━━ DATASET EXCERPTS ━━
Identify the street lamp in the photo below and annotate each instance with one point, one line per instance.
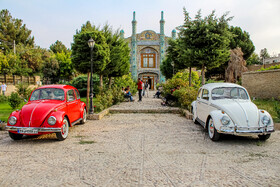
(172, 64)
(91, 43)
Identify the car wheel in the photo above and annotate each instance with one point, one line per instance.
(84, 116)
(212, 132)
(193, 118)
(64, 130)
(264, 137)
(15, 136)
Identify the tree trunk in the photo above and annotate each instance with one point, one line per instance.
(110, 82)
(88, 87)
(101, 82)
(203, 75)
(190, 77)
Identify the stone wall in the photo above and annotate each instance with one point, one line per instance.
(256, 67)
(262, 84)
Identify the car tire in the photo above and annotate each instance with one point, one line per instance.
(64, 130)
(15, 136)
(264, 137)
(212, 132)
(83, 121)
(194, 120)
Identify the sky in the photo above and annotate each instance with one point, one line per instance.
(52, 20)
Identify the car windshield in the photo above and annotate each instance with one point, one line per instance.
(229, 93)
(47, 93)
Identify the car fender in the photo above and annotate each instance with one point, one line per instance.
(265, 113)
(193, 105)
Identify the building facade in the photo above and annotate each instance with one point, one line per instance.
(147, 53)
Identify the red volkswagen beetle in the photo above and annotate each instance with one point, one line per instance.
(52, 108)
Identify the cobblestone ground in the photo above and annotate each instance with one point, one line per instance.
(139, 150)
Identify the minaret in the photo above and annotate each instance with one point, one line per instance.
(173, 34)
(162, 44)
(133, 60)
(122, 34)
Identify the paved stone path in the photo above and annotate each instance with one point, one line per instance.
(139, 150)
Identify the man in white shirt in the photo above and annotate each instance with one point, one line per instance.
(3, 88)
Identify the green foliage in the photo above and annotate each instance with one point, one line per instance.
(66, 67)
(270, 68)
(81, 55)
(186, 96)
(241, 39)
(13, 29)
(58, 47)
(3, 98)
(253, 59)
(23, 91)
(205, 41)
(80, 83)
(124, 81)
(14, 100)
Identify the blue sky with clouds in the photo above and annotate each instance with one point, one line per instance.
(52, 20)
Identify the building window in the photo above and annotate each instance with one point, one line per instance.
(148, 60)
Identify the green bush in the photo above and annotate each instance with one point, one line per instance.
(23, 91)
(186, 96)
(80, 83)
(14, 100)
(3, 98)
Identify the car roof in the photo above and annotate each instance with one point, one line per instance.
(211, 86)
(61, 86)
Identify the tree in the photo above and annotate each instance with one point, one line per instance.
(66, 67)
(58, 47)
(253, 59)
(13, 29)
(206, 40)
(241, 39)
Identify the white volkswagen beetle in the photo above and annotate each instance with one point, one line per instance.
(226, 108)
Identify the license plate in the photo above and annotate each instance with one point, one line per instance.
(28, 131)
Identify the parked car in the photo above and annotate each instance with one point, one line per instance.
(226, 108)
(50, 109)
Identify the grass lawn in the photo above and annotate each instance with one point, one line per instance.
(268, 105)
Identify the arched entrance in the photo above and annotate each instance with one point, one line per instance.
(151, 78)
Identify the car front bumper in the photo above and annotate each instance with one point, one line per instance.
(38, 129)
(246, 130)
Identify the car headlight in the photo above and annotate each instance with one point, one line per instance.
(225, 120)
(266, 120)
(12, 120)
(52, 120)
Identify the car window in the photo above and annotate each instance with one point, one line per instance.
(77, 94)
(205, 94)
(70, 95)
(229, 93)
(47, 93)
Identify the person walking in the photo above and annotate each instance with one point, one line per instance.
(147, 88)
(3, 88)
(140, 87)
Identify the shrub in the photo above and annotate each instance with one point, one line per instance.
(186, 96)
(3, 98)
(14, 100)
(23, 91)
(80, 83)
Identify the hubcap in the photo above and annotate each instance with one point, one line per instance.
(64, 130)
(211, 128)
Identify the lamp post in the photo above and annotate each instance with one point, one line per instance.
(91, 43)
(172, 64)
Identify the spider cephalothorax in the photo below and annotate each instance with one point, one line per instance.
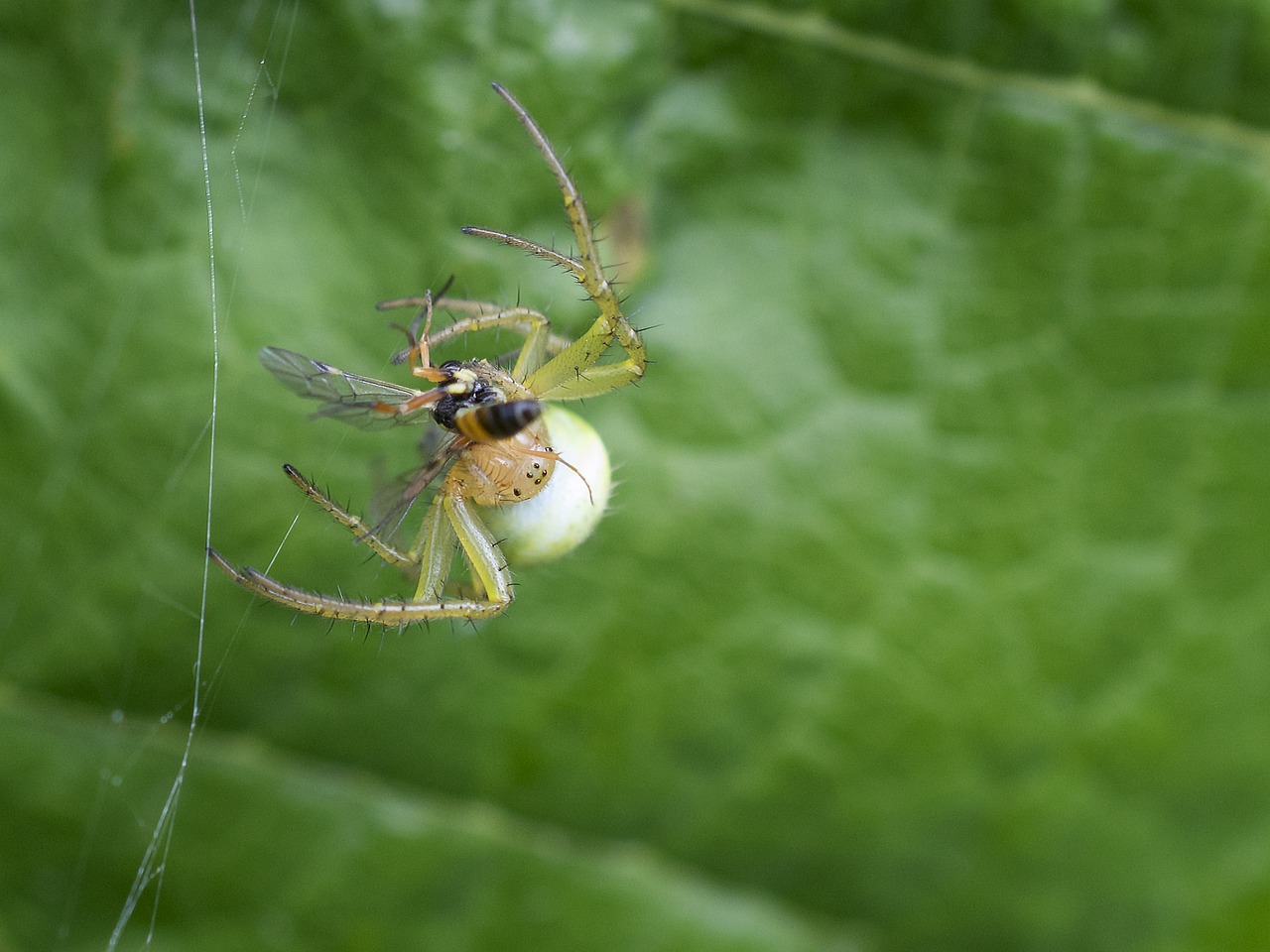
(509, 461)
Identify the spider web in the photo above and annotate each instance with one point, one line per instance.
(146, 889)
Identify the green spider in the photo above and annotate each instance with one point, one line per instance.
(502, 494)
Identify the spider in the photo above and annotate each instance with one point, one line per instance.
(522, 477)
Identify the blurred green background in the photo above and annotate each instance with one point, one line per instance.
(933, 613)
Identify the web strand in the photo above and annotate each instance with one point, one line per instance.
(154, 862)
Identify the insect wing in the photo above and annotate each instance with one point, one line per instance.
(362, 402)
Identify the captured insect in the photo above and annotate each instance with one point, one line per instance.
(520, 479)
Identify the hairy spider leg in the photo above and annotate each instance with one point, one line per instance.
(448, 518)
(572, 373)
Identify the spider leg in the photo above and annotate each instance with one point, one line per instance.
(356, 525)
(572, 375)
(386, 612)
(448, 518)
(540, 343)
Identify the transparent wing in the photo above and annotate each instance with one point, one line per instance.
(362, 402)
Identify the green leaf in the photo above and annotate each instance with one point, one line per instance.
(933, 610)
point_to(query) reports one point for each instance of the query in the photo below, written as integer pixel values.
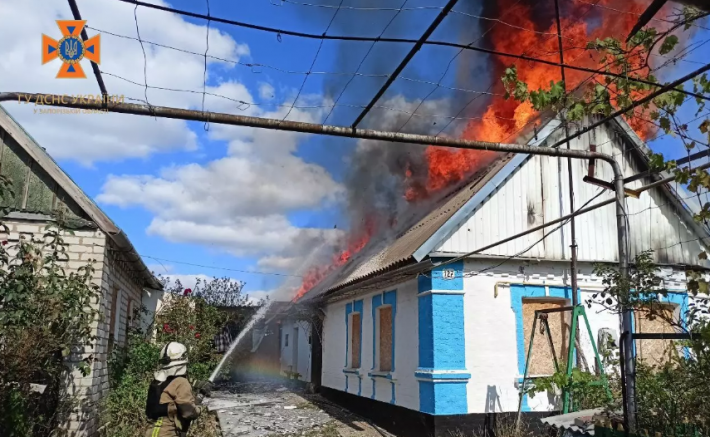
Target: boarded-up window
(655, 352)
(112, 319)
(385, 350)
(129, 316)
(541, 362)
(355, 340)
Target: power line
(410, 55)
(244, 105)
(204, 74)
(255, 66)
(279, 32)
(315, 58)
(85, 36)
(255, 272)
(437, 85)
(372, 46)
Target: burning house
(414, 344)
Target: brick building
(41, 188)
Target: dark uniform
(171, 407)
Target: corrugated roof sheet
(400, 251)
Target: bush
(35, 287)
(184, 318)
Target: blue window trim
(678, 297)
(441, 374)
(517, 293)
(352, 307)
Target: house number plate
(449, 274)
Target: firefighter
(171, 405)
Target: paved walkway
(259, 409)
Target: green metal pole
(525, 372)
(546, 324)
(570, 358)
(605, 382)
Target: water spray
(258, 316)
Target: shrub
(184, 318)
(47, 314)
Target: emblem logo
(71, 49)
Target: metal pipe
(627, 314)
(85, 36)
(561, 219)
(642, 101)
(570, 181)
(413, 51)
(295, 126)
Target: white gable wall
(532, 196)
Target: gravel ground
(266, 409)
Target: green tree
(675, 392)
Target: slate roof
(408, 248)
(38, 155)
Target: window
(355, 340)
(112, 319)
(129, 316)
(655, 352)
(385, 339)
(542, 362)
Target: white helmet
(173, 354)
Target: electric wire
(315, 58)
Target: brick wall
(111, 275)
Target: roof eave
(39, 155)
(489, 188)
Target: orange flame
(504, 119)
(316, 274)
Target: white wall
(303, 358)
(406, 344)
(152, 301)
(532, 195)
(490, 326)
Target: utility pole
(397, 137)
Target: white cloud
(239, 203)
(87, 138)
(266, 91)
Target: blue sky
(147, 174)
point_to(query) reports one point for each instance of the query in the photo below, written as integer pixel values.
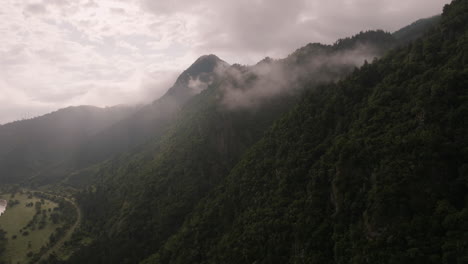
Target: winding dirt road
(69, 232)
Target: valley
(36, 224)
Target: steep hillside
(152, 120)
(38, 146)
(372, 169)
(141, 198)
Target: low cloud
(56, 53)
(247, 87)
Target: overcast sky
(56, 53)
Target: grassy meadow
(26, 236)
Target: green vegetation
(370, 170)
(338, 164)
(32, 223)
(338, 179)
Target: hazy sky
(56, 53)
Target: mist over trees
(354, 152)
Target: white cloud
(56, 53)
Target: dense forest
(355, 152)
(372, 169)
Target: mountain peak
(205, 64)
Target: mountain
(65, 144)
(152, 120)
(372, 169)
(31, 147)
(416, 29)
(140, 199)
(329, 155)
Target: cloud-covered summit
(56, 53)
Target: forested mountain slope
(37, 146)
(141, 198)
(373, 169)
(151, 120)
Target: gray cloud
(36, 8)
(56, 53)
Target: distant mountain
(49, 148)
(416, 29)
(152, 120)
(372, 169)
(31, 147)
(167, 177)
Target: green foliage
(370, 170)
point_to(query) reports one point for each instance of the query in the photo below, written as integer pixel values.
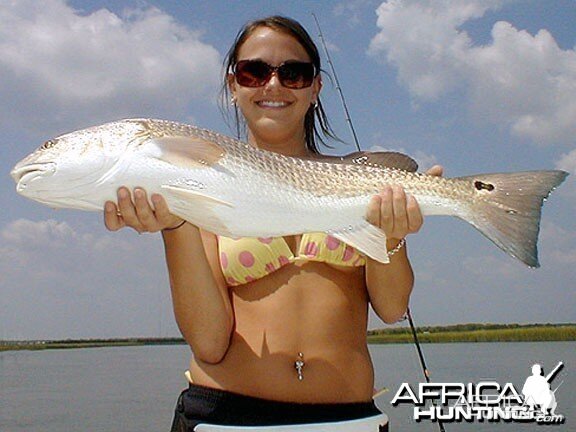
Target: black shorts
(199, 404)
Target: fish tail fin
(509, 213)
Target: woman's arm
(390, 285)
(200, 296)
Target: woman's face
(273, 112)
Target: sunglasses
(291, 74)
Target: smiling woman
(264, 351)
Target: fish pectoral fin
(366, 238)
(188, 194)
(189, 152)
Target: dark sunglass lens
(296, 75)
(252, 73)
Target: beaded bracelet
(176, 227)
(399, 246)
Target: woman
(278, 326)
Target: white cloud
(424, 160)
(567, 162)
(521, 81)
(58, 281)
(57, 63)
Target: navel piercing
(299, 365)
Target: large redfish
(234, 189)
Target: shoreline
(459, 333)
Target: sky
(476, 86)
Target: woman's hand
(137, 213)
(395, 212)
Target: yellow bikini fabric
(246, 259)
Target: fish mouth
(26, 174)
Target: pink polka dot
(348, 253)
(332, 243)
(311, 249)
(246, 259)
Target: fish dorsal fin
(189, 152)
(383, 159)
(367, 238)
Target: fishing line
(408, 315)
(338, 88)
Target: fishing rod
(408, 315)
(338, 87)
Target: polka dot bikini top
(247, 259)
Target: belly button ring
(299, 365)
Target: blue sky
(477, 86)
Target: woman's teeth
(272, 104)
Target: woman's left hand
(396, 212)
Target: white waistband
━━━
#### [PROBLEM TO WORK ON]
From the line that contains "Target: yellow bikini fabric" to the last line of the material above, repeat every line exactly, keeping both the first and the last.

#### [RESULT]
Target: yellow bikini fabric
(246, 259)
Target: fish mouth
(26, 174)
Target: pink polka dot
(348, 253)
(332, 243)
(311, 249)
(246, 259)
Target: fish dorsal fin
(189, 152)
(383, 159)
(367, 238)
Target: fishing line
(408, 315)
(338, 88)
Target: fishing rod
(408, 315)
(338, 87)
Target: polka dot bikini top
(247, 259)
Target: belly button ring
(299, 365)
Target: blue sky
(477, 86)
Target: woman's teeth
(272, 104)
Target: woman's left hand
(396, 212)
Target: white waistband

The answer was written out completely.